プレイ時間は記載通り約6時間くらいだったと思います。
選択肢は一箇所のみ。


あらすじである通り、「悪夢が現実に侵食してくる」という物語なのですが、とにかく悪夢以外の平和な日常の描写が丁寧で日常がとても大切に大切に描かれていました。
麗美と出会い、慣れない業務の中、上司の麗美に沢山助けて貰い時には主人公が助け、二人三脚で仕事を進めていきどんどん距離を縮めていく過程が細やかで。
麗美との日々が輝かしくて素晴らしくて。
だからこそ年を重ねる毎に見る回数が増え、現実に侵食して来る悪夢が恐ろしく。
とても素晴らしい生活だからこそ、この平和な日々を壊さないで欲しいとひたすらに願うほどでした。


そして明かされてくる悪夢の真実…
もう止めてくれ、この平和な世界をそのままにしていてくれ…と本気で願う程に突き付けてくるのは残酷な真実。
何が正しいかを決めるのは選択肢がある以上プレイヤー次第だとは思いますが、「肯定」も「否定」も、どちらもきっと素晴らしい世界であると、そう思っています。



『システム、演出』
ティラノ製品。
基本性能は有り。
履歴を開いてクリックで戻れなかったのが若干不便でした。
選択肢が一箇所ありますが、その後の展開が片方に比重を置きすぎかな~とは思いました。


『音楽』
素晴らしい。
全曲オリジナルらしいのですが、本当にどれも素晴らしい曲ばかりでした。
特にタイトル画面で流れる「lilium」は今年プレイしたゲームのオリジナルBGMで間違いなく上位に来ます。
サントラがもし発売される時が来たら必ず買います!


『絵』
立ち絵のポーズ差分はありませんでしたが表情差分は多く、表情変化が楽しかったです。
麗美の仕事のオンオフの洋服差分は最高でした。

やること: 上のゲームの感想文によると、タイトル画面で流れる曲の名前は何ですか。

資料の抜粋:
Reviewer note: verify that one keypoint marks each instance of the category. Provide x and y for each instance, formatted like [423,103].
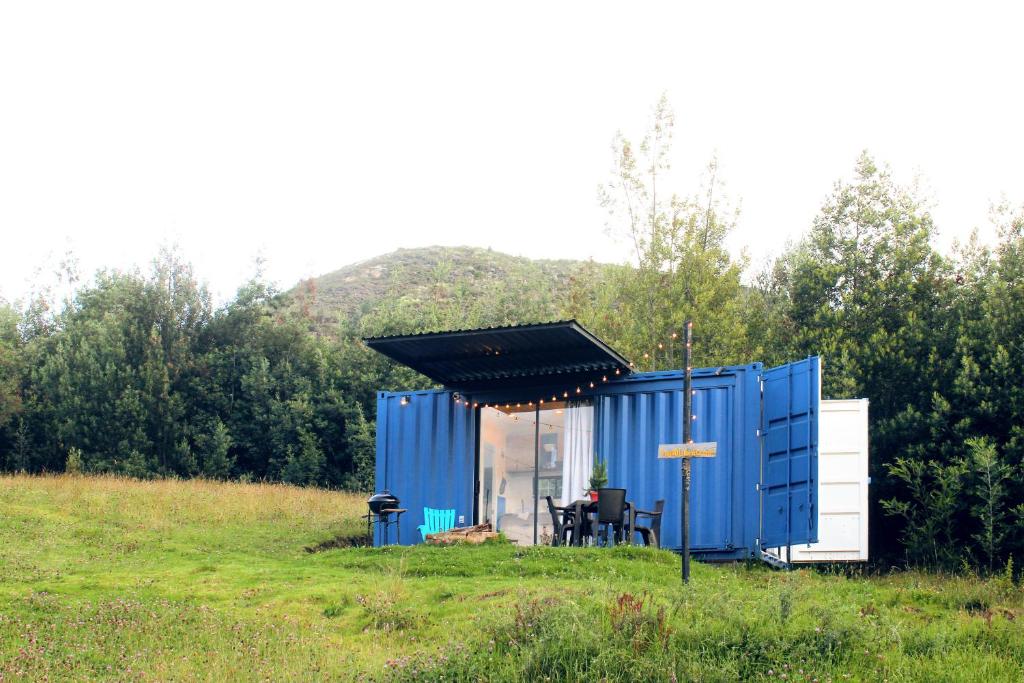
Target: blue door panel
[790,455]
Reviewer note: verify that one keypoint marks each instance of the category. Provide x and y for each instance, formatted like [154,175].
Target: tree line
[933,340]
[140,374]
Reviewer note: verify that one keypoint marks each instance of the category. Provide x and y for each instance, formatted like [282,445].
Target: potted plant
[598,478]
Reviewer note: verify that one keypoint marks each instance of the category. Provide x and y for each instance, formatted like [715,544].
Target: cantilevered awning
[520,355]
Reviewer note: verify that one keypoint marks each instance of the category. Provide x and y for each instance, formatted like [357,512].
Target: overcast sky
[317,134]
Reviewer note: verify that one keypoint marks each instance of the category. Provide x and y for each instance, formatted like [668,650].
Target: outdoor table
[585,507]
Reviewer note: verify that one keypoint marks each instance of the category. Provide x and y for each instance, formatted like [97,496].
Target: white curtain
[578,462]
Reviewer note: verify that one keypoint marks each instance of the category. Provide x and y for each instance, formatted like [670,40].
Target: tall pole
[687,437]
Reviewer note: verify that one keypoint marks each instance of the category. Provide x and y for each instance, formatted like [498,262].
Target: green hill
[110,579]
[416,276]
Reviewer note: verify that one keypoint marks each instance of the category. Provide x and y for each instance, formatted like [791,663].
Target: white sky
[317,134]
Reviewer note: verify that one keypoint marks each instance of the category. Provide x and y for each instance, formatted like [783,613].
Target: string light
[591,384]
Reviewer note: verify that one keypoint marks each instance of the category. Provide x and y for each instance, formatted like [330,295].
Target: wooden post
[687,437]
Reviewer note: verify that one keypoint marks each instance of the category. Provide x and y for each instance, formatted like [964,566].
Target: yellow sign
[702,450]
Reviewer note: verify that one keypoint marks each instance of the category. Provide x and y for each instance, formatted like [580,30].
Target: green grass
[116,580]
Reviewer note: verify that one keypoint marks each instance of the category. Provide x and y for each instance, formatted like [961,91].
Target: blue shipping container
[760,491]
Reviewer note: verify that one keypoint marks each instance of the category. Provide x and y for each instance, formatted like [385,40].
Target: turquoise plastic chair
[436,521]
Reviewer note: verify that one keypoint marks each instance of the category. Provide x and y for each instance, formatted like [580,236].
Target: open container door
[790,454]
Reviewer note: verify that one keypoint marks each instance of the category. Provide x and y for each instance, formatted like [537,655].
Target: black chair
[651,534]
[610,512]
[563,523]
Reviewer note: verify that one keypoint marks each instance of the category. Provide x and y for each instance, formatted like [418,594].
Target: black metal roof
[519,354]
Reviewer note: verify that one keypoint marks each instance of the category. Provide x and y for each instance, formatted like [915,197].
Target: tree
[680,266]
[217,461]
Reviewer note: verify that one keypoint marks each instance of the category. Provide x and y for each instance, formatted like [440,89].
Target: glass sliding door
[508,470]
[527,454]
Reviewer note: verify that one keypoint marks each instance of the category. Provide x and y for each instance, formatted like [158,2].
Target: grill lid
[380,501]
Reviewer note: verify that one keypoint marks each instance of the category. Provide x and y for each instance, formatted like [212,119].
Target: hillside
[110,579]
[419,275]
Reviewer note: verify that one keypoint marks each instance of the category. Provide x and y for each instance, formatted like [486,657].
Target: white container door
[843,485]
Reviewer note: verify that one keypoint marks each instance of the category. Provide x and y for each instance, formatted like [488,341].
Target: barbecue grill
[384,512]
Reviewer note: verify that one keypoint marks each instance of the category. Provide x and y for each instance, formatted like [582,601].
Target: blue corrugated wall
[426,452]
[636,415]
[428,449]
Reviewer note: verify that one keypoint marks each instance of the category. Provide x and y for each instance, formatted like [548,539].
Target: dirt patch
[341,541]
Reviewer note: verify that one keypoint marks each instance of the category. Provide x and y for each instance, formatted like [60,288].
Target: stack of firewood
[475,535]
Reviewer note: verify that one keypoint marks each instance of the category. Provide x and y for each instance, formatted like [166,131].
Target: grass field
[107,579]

答え: 「lilium」です。